### Work to be completed
Gather every line of the material below that contains the word "statue", and copy each one out. Case counts.

(Entries drawn from a collection)
- - - -

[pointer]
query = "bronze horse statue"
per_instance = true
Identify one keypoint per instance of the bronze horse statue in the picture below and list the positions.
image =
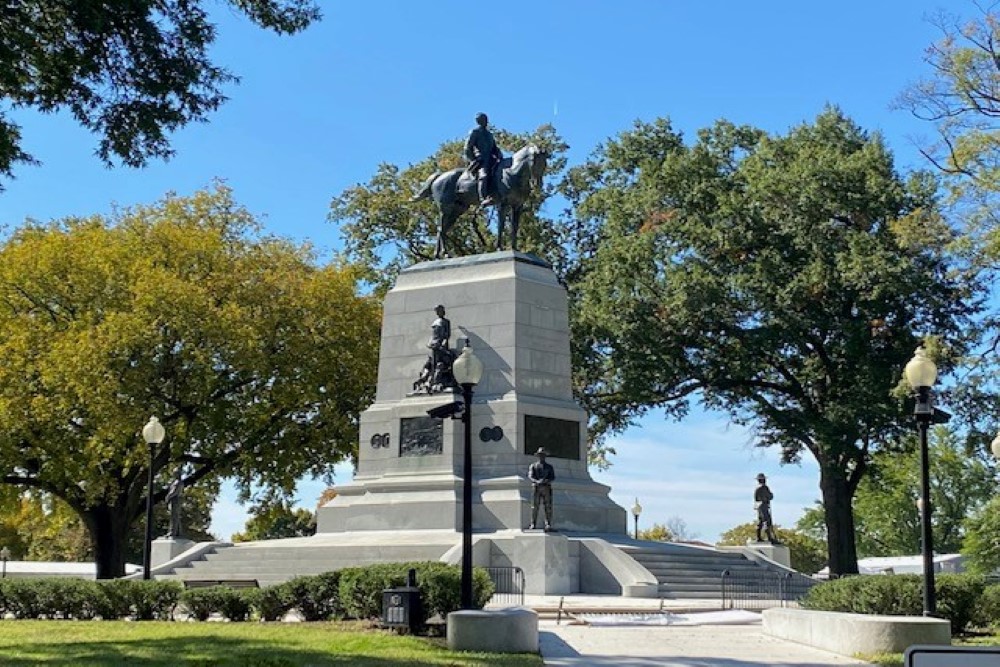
(455, 191)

- - - -

### Correct answer
query = "bronze horse statue"
Identify one keypoint per instance of the bronze horse statue in the picture below and list the positions.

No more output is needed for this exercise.